Description of the task:
Only the lines below, from the one with "Put a point on the child's bare foot, one" through the one with "Put a point on the child with", are to be written out, exactly.

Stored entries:
================================

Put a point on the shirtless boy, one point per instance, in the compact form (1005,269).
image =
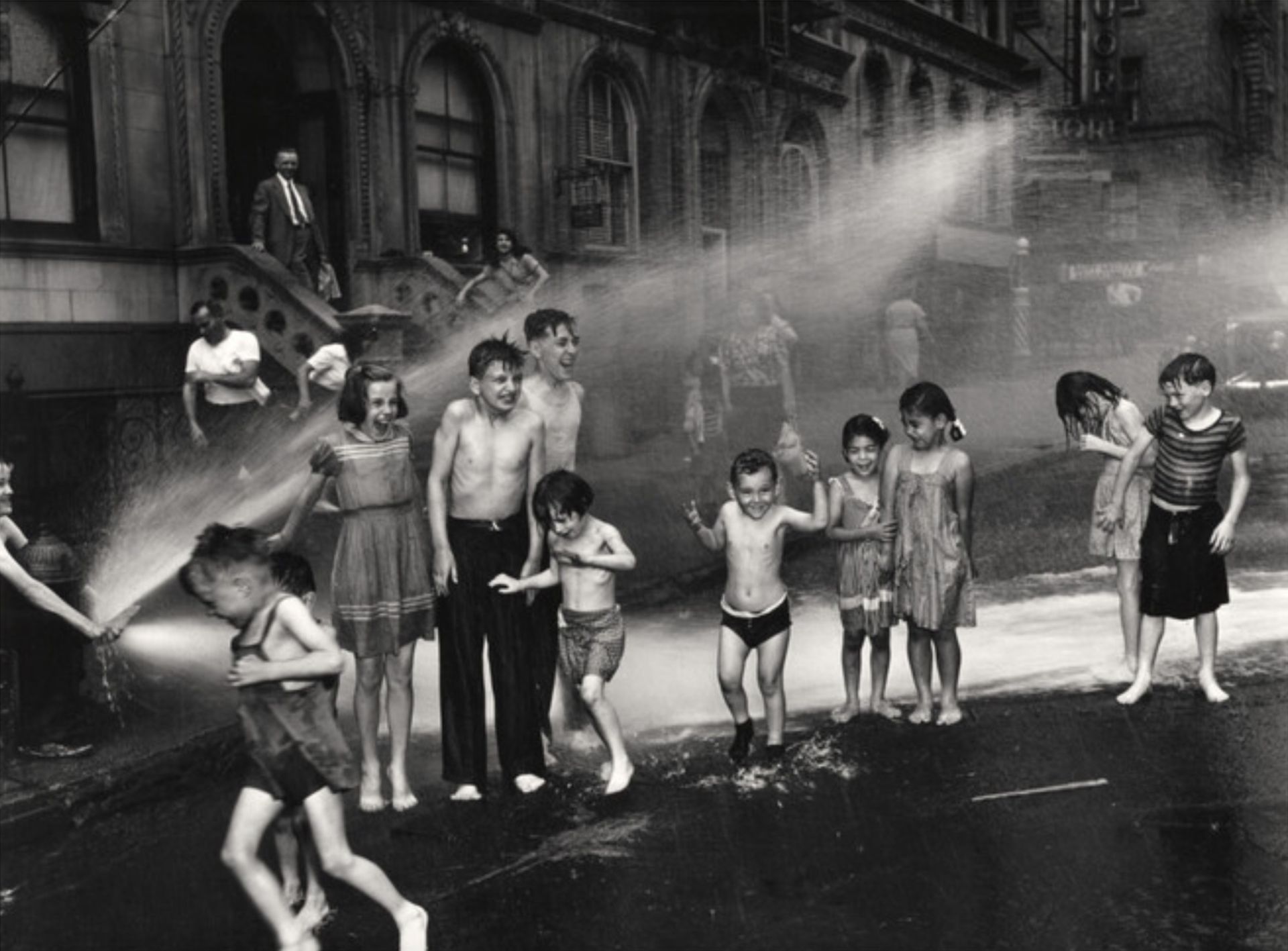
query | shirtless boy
(488,455)
(554,396)
(585,556)
(755,612)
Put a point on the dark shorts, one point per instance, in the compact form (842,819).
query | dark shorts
(757,629)
(295,776)
(1180,577)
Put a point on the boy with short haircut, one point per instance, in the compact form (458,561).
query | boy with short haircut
(585,557)
(488,456)
(1187,535)
(298,754)
(755,611)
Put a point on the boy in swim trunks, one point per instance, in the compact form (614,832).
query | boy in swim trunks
(755,611)
(299,757)
(585,554)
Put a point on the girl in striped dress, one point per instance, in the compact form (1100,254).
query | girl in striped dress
(863,588)
(382,595)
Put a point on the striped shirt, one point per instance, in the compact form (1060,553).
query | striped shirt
(1189,460)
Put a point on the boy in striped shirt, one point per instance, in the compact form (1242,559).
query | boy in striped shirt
(1187,534)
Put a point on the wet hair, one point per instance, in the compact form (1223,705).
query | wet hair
(357,383)
(561,491)
(929,400)
(1073,406)
(867,426)
(1189,369)
(496,350)
(749,463)
(517,248)
(357,340)
(547,320)
(292,574)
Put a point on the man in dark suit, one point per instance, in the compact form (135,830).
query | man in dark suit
(284,223)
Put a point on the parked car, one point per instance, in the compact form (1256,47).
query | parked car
(1255,362)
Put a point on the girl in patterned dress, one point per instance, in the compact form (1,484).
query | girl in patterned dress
(863,588)
(382,596)
(928,487)
(1102,418)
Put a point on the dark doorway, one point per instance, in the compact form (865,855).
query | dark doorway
(281,88)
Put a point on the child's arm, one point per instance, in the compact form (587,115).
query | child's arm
(446,441)
(712,539)
(323,656)
(964,497)
(617,558)
(1223,536)
(303,508)
(1110,517)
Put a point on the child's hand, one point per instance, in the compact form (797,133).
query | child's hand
(505,584)
(1223,536)
(248,670)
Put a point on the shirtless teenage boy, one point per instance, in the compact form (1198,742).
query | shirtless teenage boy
(585,554)
(488,455)
(554,396)
(755,612)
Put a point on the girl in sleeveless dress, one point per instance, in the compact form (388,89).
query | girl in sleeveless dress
(928,487)
(1102,418)
(382,596)
(863,587)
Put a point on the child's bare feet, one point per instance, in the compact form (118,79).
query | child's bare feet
(949,715)
(1138,690)
(845,713)
(620,777)
(1212,690)
(413,924)
(884,708)
(370,798)
(527,783)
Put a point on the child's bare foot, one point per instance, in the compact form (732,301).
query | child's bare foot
(401,791)
(527,783)
(1212,690)
(620,779)
(413,924)
(949,715)
(370,798)
(845,713)
(741,746)
(1138,690)
(884,708)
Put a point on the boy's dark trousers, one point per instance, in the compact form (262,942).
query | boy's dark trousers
(470,613)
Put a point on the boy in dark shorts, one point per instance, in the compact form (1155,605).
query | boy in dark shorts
(585,557)
(755,613)
(1187,534)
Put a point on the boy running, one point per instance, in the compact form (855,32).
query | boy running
(1187,535)
(755,611)
(585,554)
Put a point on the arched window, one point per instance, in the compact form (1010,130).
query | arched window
(876,78)
(47,154)
(798,176)
(606,145)
(453,156)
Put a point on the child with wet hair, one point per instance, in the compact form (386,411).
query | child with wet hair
(863,583)
(1100,417)
(585,557)
(1187,534)
(755,613)
(929,487)
(281,658)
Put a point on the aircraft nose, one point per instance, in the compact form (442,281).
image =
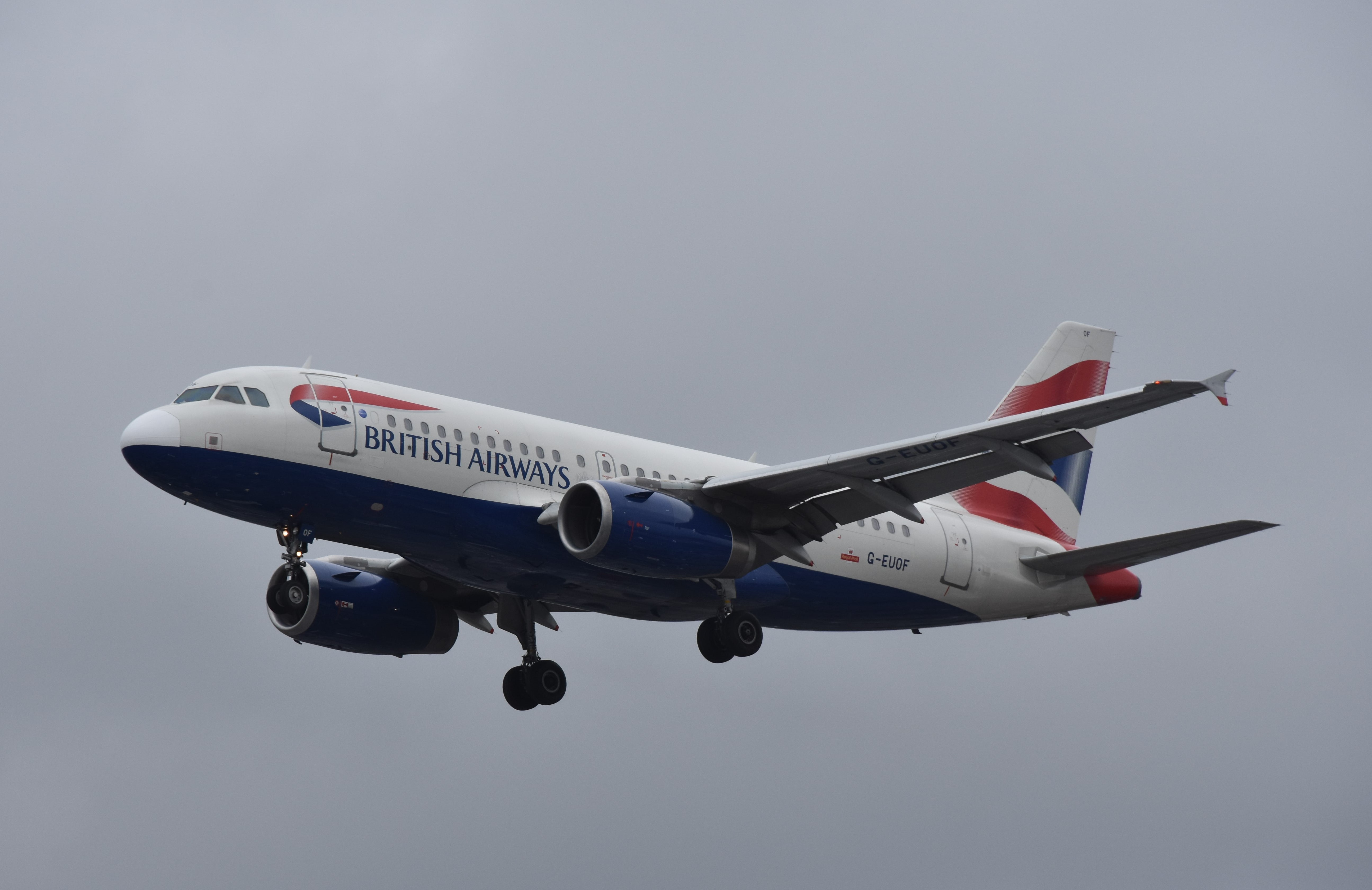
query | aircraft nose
(156,427)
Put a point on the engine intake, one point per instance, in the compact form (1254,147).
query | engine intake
(647,533)
(341,608)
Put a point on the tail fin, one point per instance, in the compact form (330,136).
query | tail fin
(1072,365)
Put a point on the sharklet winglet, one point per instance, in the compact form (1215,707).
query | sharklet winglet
(1216,386)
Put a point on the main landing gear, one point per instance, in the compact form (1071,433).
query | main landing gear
(537,681)
(730,633)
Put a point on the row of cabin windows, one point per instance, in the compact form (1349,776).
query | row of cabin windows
(477,441)
(891,527)
(638,471)
(523,448)
(227,394)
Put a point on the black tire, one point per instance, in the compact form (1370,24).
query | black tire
(741,634)
(515,692)
(545,682)
(707,638)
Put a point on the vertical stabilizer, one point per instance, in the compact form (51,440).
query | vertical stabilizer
(1072,365)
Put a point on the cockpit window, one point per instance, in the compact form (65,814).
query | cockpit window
(195,394)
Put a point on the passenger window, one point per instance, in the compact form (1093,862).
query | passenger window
(197,394)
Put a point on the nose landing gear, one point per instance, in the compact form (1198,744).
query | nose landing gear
(297,541)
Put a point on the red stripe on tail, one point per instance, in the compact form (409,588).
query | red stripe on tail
(1079,382)
(1010,508)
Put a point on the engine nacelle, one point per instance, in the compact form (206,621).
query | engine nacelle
(645,533)
(342,608)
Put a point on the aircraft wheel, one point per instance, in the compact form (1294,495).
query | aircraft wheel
(707,638)
(741,634)
(547,682)
(515,692)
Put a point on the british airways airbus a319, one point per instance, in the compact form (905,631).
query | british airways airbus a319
(499,513)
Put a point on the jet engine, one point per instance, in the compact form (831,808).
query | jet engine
(647,533)
(342,608)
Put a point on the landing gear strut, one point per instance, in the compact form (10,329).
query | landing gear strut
(297,541)
(730,633)
(537,681)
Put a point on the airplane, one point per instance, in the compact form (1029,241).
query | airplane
(493,512)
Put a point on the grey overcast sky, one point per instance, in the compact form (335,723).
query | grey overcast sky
(780,227)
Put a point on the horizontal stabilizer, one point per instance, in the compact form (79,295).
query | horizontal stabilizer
(1126,553)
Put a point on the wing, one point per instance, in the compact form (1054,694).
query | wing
(1126,553)
(814,497)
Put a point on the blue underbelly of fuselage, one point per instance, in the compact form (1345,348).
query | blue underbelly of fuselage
(501,548)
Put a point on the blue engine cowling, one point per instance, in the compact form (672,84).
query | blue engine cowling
(341,608)
(645,533)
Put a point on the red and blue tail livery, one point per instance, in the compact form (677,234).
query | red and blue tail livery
(508,517)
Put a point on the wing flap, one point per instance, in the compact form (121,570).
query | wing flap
(1126,553)
(789,485)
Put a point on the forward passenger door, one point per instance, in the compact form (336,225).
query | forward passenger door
(335,413)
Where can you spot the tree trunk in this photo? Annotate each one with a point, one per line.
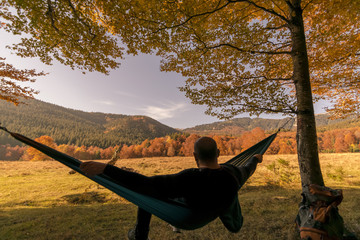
(306, 137)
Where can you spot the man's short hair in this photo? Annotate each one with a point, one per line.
(206, 149)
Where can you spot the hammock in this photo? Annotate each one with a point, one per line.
(171, 211)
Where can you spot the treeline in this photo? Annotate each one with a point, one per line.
(74, 127)
(334, 141)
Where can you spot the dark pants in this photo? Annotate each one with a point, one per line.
(142, 224)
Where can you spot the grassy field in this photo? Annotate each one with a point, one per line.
(40, 200)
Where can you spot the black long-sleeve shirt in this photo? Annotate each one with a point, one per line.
(199, 188)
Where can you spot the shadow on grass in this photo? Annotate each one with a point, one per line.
(269, 213)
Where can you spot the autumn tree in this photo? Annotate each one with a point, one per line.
(271, 56)
(12, 81)
(31, 154)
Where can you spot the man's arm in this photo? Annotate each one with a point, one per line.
(244, 172)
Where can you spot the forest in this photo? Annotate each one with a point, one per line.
(177, 144)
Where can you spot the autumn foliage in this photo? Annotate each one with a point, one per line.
(332, 141)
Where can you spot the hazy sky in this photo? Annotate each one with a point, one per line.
(136, 88)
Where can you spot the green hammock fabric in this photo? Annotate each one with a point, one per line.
(171, 211)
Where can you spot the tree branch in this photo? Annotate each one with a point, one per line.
(72, 7)
(271, 11)
(193, 16)
(248, 51)
(307, 4)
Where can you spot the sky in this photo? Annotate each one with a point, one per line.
(138, 87)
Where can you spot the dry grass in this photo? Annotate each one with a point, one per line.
(40, 200)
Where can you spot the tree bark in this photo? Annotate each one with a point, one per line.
(306, 136)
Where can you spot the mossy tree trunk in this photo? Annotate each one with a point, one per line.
(306, 136)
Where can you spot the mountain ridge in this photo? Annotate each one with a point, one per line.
(69, 126)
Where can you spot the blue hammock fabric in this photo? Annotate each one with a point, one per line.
(171, 211)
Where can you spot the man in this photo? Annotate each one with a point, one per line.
(210, 187)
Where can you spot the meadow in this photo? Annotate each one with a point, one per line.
(41, 200)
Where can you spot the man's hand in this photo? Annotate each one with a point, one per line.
(259, 157)
(92, 168)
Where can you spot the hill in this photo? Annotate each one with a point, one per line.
(238, 126)
(68, 126)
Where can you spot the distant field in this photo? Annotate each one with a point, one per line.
(40, 200)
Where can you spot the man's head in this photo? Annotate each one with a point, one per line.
(206, 151)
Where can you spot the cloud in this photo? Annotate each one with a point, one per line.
(125, 94)
(168, 111)
(105, 102)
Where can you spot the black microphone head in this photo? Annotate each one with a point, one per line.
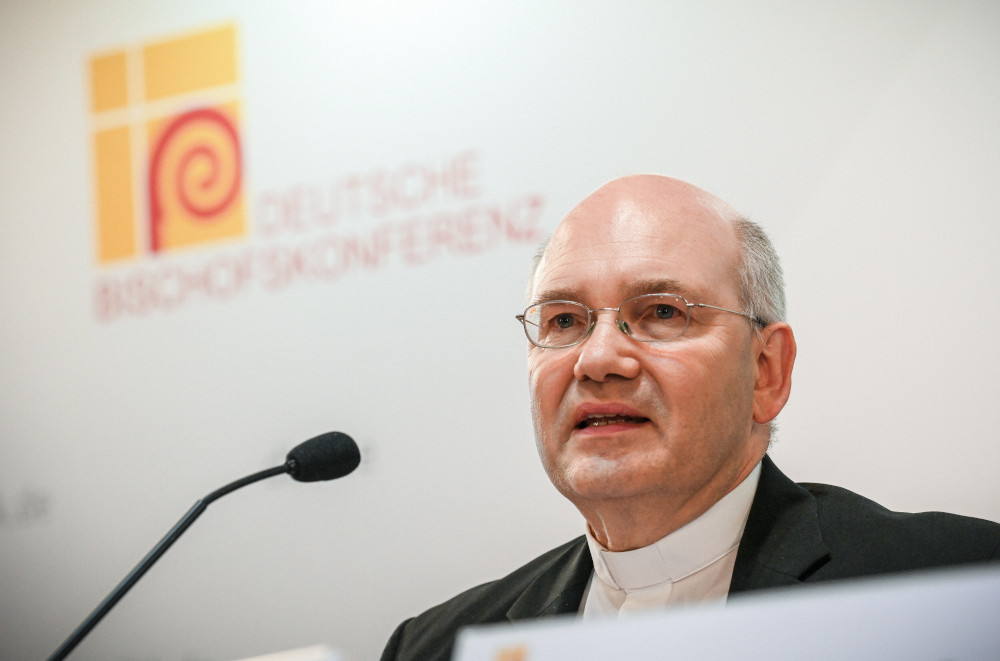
(326, 457)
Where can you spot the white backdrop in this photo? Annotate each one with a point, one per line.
(863, 135)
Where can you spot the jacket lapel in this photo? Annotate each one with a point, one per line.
(782, 543)
(559, 589)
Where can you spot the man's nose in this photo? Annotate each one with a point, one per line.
(608, 351)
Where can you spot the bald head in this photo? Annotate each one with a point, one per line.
(642, 207)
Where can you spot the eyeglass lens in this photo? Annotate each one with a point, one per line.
(653, 317)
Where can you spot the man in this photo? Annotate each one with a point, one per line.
(658, 358)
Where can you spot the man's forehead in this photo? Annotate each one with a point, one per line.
(633, 237)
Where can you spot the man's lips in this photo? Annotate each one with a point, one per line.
(599, 420)
(597, 415)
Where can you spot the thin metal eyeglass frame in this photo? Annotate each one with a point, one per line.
(622, 324)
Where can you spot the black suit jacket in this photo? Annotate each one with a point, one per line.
(795, 534)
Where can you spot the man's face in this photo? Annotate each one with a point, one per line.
(677, 416)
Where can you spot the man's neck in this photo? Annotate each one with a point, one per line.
(626, 524)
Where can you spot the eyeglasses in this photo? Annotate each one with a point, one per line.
(646, 318)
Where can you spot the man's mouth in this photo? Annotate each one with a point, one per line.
(599, 420)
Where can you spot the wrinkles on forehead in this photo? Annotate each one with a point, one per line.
(641, 235)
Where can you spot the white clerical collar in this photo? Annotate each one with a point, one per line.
(684, 551)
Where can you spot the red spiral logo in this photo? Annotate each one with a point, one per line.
(195, 174)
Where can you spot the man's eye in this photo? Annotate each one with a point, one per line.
(664, 311)
(564, 321)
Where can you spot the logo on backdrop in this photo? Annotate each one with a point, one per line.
(172, 214)
(166, 144)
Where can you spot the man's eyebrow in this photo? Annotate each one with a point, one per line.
(657, 286)
(633, 289)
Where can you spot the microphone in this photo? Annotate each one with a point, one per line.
(325, 457)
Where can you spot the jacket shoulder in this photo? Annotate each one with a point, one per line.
(545, 579)
(872, 539)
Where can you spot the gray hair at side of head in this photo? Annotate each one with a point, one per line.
(761, 278)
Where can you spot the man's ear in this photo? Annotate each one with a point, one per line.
(773, 371)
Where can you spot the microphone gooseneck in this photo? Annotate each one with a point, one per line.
(325, 457)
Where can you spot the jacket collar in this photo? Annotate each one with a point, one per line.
(782, 543)
(559, 589)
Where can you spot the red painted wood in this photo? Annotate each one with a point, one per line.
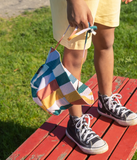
(128, 144)
(44, 149)
(97, 128)
(50, 142)
(100, 126)
(92, 81)
(65, 146)
(114, 134)
(41, 133)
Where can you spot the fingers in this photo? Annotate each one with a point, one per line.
(127, 1)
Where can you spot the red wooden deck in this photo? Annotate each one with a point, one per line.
(50, 142)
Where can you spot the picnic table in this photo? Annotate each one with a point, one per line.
(50, 142)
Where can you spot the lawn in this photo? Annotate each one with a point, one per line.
(24, 45)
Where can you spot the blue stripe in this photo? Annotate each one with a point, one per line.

================================

Written solution:
Put a point on the child's bare foot, one point per instance, in the compact form (732,301).
query | child's bare foot
(401,791)
(527,783)
(1212,690)
(620,779)
(413,924)
(949,715)
(370,798)
(845,713)
(741,746)
(1138,690)
(884,708)
Put a point on the boy's dark trousers, one point per instance, in the compact form (262,942).
query | boy's dark trousers
(470,613)
Put a point on the boy in dark shorts, one point per instance, in the compact form (1155,605).
query | boy in dark shorts
(585,557)
(755,613)
(1187,534)
Put a point on the boy running, one point per instance, in the compact form (855,32).
query | boy running
(1187,535)
(755,611)
(585,554)
Put a point on the arched window, one point per instance, in the compact form (1010,130).
query | arched window
(876,78)
(47,154)
(798,176)
(606,145)
(453,156)
Put a point on the child with wet hair, one point per instance, in the compact form (386,411).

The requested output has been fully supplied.